* _FRAGMENTO CITADO_:
····················

Pero en el siglo XVII, los agricultores holandeses decidieron quedar bien con la reinante casa de Orange, palabra que significa “naranja” y “anaranjado” en varios idiomas, incluido el francés, el inglés y el holandés. Así, realizaron cruzas y selecciones hasta obtener una por entonces muy novedosa y nunca antes vista zanahoria anaranjada.

Podemos imaginar que antes del siglo XVII, la idea de una zanahoria anaranjada no sólo habría sido extraña, sino incluso rechazada por “antinatural”. Y quizá pasaría lo mismo con nuestros tomates de un furibundo rojo Ferrari, pues los primeros tomates ya domesticados que trajeron los conquistadores españoles a Europa eran más bien amarillentos, lo que explica el nombre en italiano que les dio el botánico Pietro Andrea Mattioli: “pomodoro”, manzana dorada.

····················

* _EXTRACTO DE DATOS_:
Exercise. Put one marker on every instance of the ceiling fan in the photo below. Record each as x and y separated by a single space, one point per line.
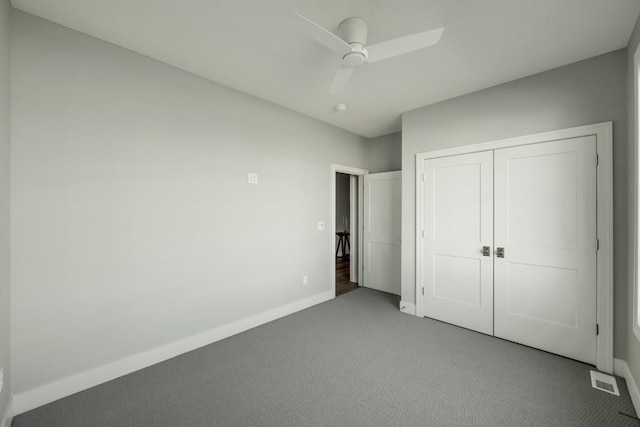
351 44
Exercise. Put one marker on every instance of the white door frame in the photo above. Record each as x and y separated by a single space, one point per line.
332 221
604 135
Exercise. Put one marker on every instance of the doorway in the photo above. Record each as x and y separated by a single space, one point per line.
345 220
346 227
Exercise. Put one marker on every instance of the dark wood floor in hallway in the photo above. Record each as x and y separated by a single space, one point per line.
343 285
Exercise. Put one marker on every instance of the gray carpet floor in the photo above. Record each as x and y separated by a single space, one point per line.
352 361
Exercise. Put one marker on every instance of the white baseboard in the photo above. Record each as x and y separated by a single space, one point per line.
31 399
8 415
408 308
621 368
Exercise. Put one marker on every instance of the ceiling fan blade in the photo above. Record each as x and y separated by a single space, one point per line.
340 80
318 33
402 45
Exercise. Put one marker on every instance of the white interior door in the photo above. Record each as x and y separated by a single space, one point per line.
458 223
382 232
545 219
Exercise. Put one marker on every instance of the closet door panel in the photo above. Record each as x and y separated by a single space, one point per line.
545 220
458 222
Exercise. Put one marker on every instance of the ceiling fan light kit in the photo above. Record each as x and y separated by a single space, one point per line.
351 44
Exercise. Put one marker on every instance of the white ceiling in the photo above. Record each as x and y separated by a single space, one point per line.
245 44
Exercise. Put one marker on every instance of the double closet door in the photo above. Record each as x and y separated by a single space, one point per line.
509 244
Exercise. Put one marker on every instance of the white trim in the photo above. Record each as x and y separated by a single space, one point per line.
332 219
636 191
8 415
604 134
621 369
31 399
408 308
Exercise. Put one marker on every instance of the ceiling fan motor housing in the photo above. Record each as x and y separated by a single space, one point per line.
354 31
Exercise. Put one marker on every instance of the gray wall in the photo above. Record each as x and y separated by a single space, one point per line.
631 350
384 153
134 225
585 92
5 72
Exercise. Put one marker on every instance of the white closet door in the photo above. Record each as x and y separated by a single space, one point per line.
382 231
545 219
458 222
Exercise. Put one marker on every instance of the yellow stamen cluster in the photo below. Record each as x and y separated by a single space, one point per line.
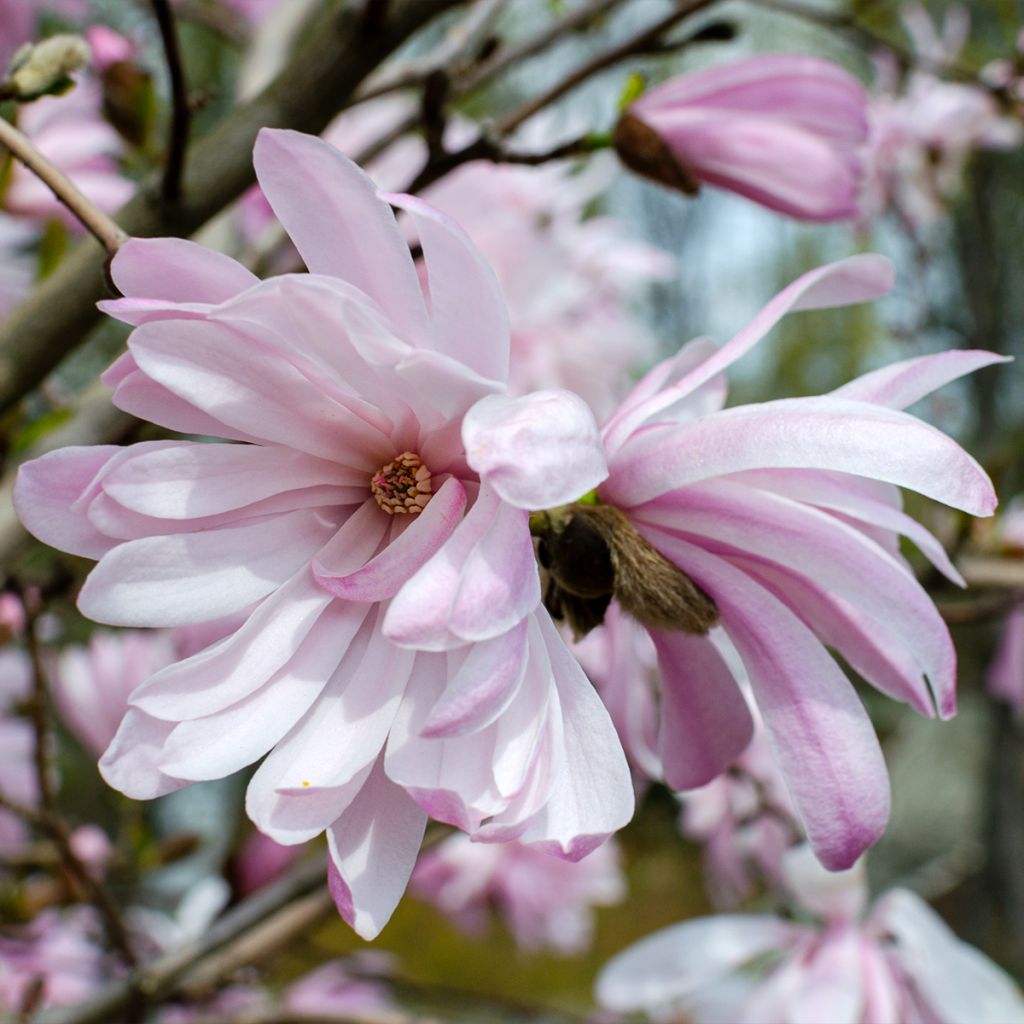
402 486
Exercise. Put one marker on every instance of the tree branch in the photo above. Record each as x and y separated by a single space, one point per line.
341 50
177 143
101 227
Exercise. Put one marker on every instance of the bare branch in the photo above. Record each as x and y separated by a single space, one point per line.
102 228
341 50
177 143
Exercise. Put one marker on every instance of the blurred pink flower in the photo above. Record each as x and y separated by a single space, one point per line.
923 128
56 951
745 821
71 132
783 130
91 684
396 663
543 900
258 861
787 514
898 963
333 989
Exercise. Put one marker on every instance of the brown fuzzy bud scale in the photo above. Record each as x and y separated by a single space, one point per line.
592 553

····················

* _INSTRUCCIONES_:
**a.** Reescribe la parte del texto sobre los colores de zanahorias y tomates que empieza con las palabras "Pero en el siglo" y termina con "vista zanahoria anaranjada.", sustituyendo "holandeses" por "neerlandeses".
**b.** Prosigue el texto sobre los colores de zanahorias y tomates a partir de su última oración.
Las entradas provienen de una fuente distinta.

* _RESPUESTAS POR PUNTO_:
**a.**
Pero en el siglo XVII, los agricultores neerlandeses decidieron quedar bien con la reinante casa de Orange, palabra que significa “naranja” y “anaranjado” en varios idiomas, incluido el francés, el inglés y el holandés. Así, realizaron cruzas y selecciones hasta obtener una por entonces muy novedosa y nunca antes vista zanahoria anaranjada.

**b.**
En muchos casos no podemos siquiera saber cómo eran los ancestros de nuestro desayuno o cena, pero los cambios sufridos por ellos en miles y miles de años de domesticación los han convertido en formas de vida que poco tienen que ver con las que podríamos llamar “naturales”.

En cuanto a los animales, casi 7.000 años de domesticación separan a los cerdos actuales de los originarios, unos 8.000 separan a la gallina moderna de sus ancestros del sureste asiático... y hasta 10.000 años podrían mediar entre las vacas y los uros de largos cuernos domesticados, como tantas otras especies, en el creciente fértil del Medio Oriente.

¿Qué tantos cambios puede sufrir un ser vivo en un espacio de tiempo tan amplio? Quizá podemos tomar como ejemplo a nuestro compañero más cercano, el perro. Aunque lleva más de 10.000 años con nosotros, y según algunos investigadores bastante más, la gran mayoría de las “razas” o variedades de perro que conocemos hoy tienen apenas unos siglos de existencia, y las más antiguas apenas alcanzan los dos mil años, como los Rottweiler, usados por las legiones romanas para pastorear el ganado de pie con el que viajaban. Es decir, toda la asombrosa y a veces extrema variedad de los perros que conocemos fueron seleccionados artificialmente en unos pocos cientos de años.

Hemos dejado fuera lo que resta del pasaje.